EXERCISE GOAL:
Please print every line of the records below word for word, leaving the pictures out.

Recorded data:
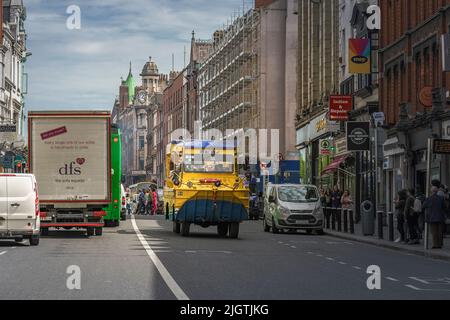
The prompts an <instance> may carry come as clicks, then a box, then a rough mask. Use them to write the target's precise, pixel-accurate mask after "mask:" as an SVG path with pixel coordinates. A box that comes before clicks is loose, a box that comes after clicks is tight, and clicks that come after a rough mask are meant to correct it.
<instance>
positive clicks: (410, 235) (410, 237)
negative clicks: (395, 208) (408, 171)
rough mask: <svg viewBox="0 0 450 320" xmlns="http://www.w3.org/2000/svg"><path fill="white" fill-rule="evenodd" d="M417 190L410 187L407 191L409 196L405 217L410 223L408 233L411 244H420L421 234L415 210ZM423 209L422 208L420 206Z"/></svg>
mask: <svg viewBox="0 0 450 320" xmlns="http://www.w3.org/2000/svg"><path fill="white" fill-rule="evenodd" d="M415 194H416V191H415V190H414V189H410V190H408V191H407V198H406V203H405V211H404V214H405V218H406V223H407V225H408V233H409V241H408V244H409V245H414V244H419V243H420V241H419V236H418V234H417V229H418V226H417V216H418V215H417V214H416V210H415V208H414V207H415V202H416V197H415ZM420 209H421V208H420Z"/></svg>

RESULT OF THIS EXERCISE:
The prompts an <instance> may carry come as clicks, then a box, then a rough mask. Use them to write the target's precise, pixel-accurate mask after "mask:" as an SVG path with pixel coordinates. A box that comes before clicks is loose, a box that comes after clicks is tight, and clicks that come after a rough mask are meant to correct it.
<instance>
positive clicks: (410, 235) (410, 237)
negative clicks: (395, 208) (408, 171)
rough mask: <svg viewBox="0 0 450 320" xmlns="http://www.w3.org/2000/svg"><path fill="white" fill-rule="evenodd" d="M417 190L410 187L407 191L409 196L405 217L410 223L408 233L411 244H420L421 234L415 210ZM423 209L422 208L420 206Z"/></svg>
mask: <svg viewBox="0 0 450 320" xmlns="http://www.w3.org/2000/svg"><path fill="white" fill-rule="evenodd" d="M415 194H416V191H415V190H414V189H410V190H408V191H407V198H406V203H405V211H404V214H405V218H406V223H407V225H408V233H409V241H408V244H409V245H414V244H419V243H420V241H419V236H418V234H417V229H418V226H417V216H418V215H417V214H416V210H415V208H414V207H415V202H416V197H415ZM420 209H421V208H420Z"/></svg>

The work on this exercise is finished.